▸ Task to complete
An exact transcript of all the records is required, with nothing left out.

▸ Provided material
* * * * * * *
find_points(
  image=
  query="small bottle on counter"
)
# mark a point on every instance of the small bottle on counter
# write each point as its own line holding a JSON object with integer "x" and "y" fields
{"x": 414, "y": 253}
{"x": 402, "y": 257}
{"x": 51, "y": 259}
* * * * * * *
▸ Exercise solution
find_points(
  image=
  query="small bottle on counter"
)
# mark a point on every instance of the small bottle on counter
# write each point as its own line holding a JSON object with integer "x" and "y" fields
{"x": 414, "y": 253}
{"x": 402, "y": 257}
{"x": 51, "y": 259}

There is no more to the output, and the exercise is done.